━━ Working data

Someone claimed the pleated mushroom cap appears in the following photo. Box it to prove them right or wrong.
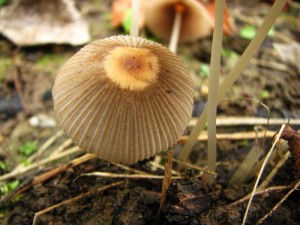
[145,0,213,42]
[53,36,193,164]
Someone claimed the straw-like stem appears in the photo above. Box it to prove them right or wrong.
[179,0,287,161]
[169,11,182,53]
[130,0,140,37]
[207,0,225,183]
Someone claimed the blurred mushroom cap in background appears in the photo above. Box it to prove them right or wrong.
[145,0,213,42]
[0,0,90,46]
[53,36,193,164]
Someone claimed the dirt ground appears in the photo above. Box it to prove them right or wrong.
[0,0,300,225]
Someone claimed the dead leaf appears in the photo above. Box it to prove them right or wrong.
[0,0,90,46]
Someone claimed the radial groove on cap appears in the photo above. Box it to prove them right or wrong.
[53,36,193,164]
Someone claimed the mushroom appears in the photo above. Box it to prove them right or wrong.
[53,36,193,164]
[145,0,213,52]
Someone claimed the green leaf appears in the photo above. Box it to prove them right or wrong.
[221,48,239,59]
[0,0,7,9]
[0,180,20,197]
[0,160,8,170]
[240,25,275,40]
[122,9,132,34]
[199,63,209,78]
[20,141,39,156]
[260,90,270,99]
[240,25,256,40]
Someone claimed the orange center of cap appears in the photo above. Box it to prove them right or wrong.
[174,3,186,13]
[104,47,159,90]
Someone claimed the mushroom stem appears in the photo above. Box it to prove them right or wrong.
[169,4,184,53]
[160,147,173,208]
[130,0,140,37]
[207,0,225,183]
[178,0,287,161]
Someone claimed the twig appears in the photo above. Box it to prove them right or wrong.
[189,117,300,127]
[110,162,149,175]
[81,172,184,180]
[257,151,291,190]
[256,181,300,224]
[229,185,291,207]
[179,130,276,143]
[242,124,285,225]
[0,147,83,182]
[12,48,30,114]
[32,181,124,225]
[173,158,218,176]
[0,154,94,207]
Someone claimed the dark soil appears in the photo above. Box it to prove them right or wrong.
[0,0,300,225]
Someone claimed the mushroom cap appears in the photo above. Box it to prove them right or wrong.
[53,36,193,164]
[145,0,213,42]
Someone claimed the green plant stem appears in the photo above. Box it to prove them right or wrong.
[179,0,287,161]
[130,0,140,37]
[169,11,182,53]
[207,0,225,183]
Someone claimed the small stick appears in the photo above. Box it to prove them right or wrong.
[32,181,124,225]
[188,117,300,127]
[160,147,173,208]
[242,124,285,225]
[179,130,276,143]
[81,172,185,180]
[0,154,94,207]
[173,158,218,176]
[207,0,225,184]
[256,181,300,224]
[229,185,291,207]
[169,3,185,53]
[0,147,83,183]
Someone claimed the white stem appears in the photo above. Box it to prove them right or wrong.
[169,11,182,53]
[179,0,287,162]
[207,0,225,183]
[130,0,140,37]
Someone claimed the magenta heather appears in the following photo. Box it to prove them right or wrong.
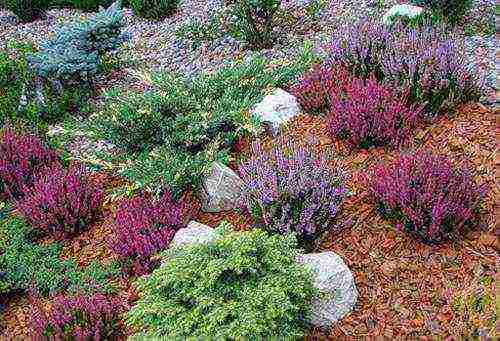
[108,193,185,274]
[0,127,58,199]
[31,293,126,341]
[16,163,104,239]
[367,152,486,244]
[329,76,419,148]
[239,141,347,248]
[291,65,350,114]
[329,19,485,119]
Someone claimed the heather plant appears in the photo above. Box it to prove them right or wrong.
[16,163,104,239]
[108,192,186,274]
[329,77,418,149]
[0,216,118,296]
[0,126,58,199]
[0,0,50,22]
[30,293,127,340]
[330,19,484,118]
[126,224,315,340]
[239,140,348,250]
[129,0,180,20]
[227,0,281,48]
[368,152,486,244]
[290,64,351,114]
[28,3,128,86]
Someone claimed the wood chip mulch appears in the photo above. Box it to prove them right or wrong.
[0,105,500,340]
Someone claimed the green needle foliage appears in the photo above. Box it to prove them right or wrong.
[126,223,315,340]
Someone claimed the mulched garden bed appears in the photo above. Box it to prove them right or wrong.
[0,105,499,340]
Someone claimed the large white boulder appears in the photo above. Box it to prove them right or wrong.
[170,220,216,246]
[251,88,300,135]
[296,251,358,327]
[200,162,244,213]
[382,4,424,25]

━━━━

— Exercise aim —
Reproduce all of the material above line for line without changing anything, but leave the pictures out of your answer.

— Correct output —
Someone claimed the pleated mushroom cap appears in the following photo. Box it to prove them right or wrong.
[145,0,213,42]
[53,36,193,164]
Someone claimed the straw-like stem appears in the photo above. Box it to prove them right or wrong.
[179,0,287,161]
[169,11,182,53]
[130,0,140,37]
[207,0,225,183]
Someone claimed the blurred mushroom cap in background appears in the photo above. Box it to prove them right or wrong.
[145,0,213,42]
[0,0,90,46]
[53,36,193,164]
Someone claimed the dirt ground appears in the photo above. Box it to prove them right or wrong.
[0,0,300,225]
Someone claimed the dead leaf appears in the photo above. Box it to prove them right or wrong.
[0,0,90,46]
Someone claimed the radial groove on cap appears in the photo above. Box it to prove them right or wrong.
[53,36,193,164]
Someone claimed the mushroom appears in the photo above. Box it to prove them right or wrong.
[53,36,193,164]
[145,0,213,52]
Someone claimed the green leaf appears in the photo above. Box it to prove them right or wrong.
[221,48,239,59]
[0,0,7,9]
[0,180,20,197]
[0,160,8,170]
[240,25,275,40]
[122,9,132,34]
[199,63,209,78]
[20,141,39,156]
[260,90,270,99]
[240,25,256,40]
Someone claimed the orange center of cap appears in the photo above. Box it to prove them right or wrong.
[174,3,186,13]
[104,47,159,90]
Someone claimed the mushroom stem appears in the photo above. Box it to prove them right or wrong.
[169,4,184,53]
[160,147,173,208]
[130,0,140,37]
[207,0,225,183]
[178,0,287,161]
Someone claimed the twig appears in the photo above. Box it to prove them right or wrong.
[189,117,300,127]
[110,162,149,175]
[81,172,184,180]
[257,151,291,190]
[256,181,300,224]
[229,185,291,207]
[179,130,276,143]
[242,124,285,225]
[0,147,83,182]
[12,48,30,114]
[32,181,124,225]
[173,158,218,176]
[0,154,94,207]
Someone claimed the dark soil appears in the photo above. Box it to prove them right or wrong.
[0,0,300,225]
Someone claimed the mushroom cap appears in the photo above. Box it to prove them right or wrong.
[53,36,193,164]
[145,0,213,42]
Someone claimed the green plant stem appears in the photo above. Box it to prove them right or wrong.
[179,0,287,161]
[130,0,140,37]
[169,11,182,53]
[207,0,225,183]
Someone claimed the small stick appears in the photo above. Box it to prove them right or wrong.
[32,181,124,225]
[188,117,300,127]
[160,147,173,208]
[242,124,285,225]
[179,130,276,143]
[81,172,185,180]
[0,154,94,207]
[173,158,218,176]
[207,0,225,184]
[256,181,300,224]
[229,185,291,207]
[169,3,185,53]
[0,147,83,183]
Someone claimed the white stem appears in the photo above. Box it to prove them right or wrong.
[169,11,182,53]
[179,0,287,162]
[207,0,225,183]
[130,0,140,37]
Someone claimed the magenta heather appears in the following photo. Box it to prove them right or wrong.
[108,193,185,274]
[0,127,58,199]
[31,293,126,341]
[16,163,104,239]
[367,152,486,244]
[329,76,419,148]
[239,141,347,248]
[291,65,350,114]
[329,19,485,119]
Someone claimed the heather plant appears in the photo above. Box it to prove them right or wrong.
[16,163,104,239]
[108,192,186,274]
[329,77,418,149]
[0,216,118,296]
[0,126,58,199]
[0,0,50,22]
[30,293,127,340]
[330,19,484,118]
[126,224,315,340]
[239,140,348,250]
[129,0,180,20]
[227,0,281,48]
[368,152,486,244]
[290,64,351,114]
[28,3,128,86]
Someone claimed the wood chip mulch appears in the photo above. Box it to prove them right or wrong.
[0,105,500,340]
Someone claimed the green needle foliage appears in the photo above. Box it to prove them right or wrong.
[126,223,315,340]
Someone claimed the mulched garden bed appears in the photo above. Box it to prove them right or wrong.
[0,105,499,340]
Someone claimed the large white boulder appears in the photo above. Box it to prove them right or wrong.
[170,220,216,246]
[251,88,300,135]
[296,251,358,327]
[200,162,244,213]
[382,4,424,25]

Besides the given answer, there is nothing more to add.